Records shown START
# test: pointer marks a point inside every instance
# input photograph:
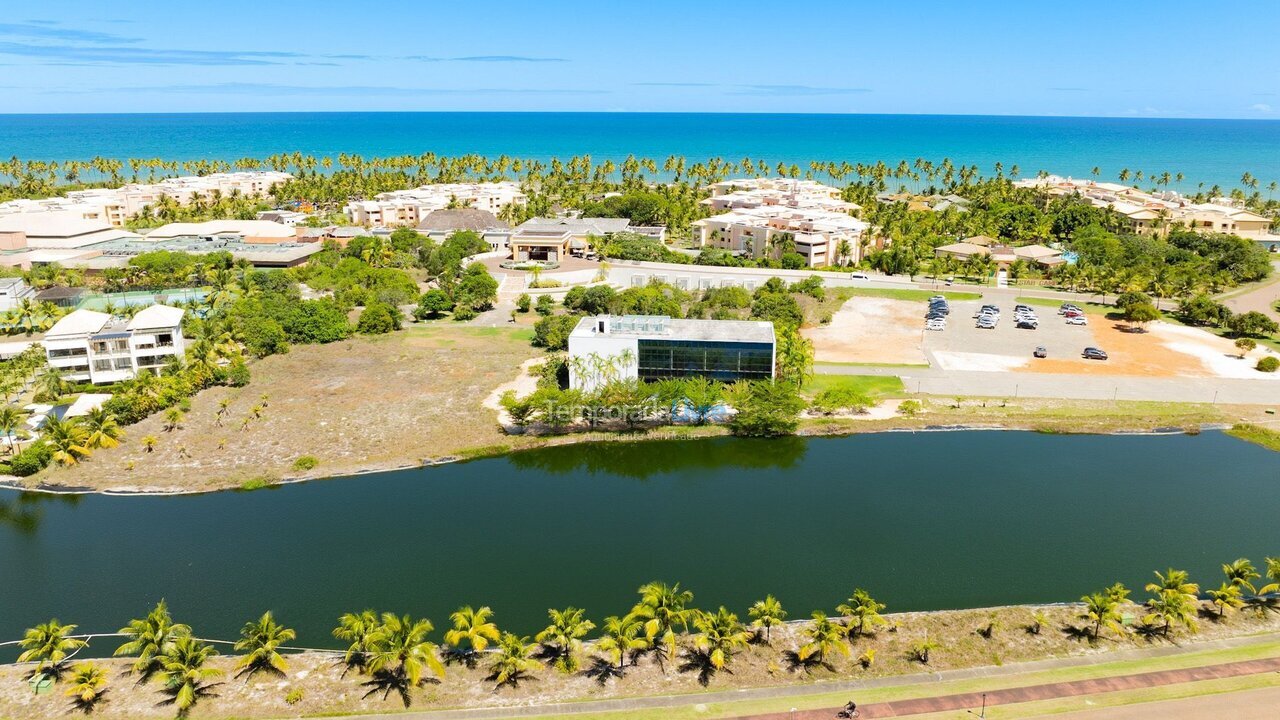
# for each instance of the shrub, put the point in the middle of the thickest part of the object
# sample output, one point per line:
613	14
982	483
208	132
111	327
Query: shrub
306	463
378	318
552	332
32	459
Records shown END
▶ [Prompt] Please copy the records above word for word, leaving out every picture.

▶ [Exercise response]
# test: pointer marks a point inside every instance
# input photograph:
# for each instance of the shrub, put the point in the middle of the thickest part of the object
# sample output, one point per line:
613	14
982	483
208	132
111	327
Query: shrub
306	463
378	318
552	332
32	459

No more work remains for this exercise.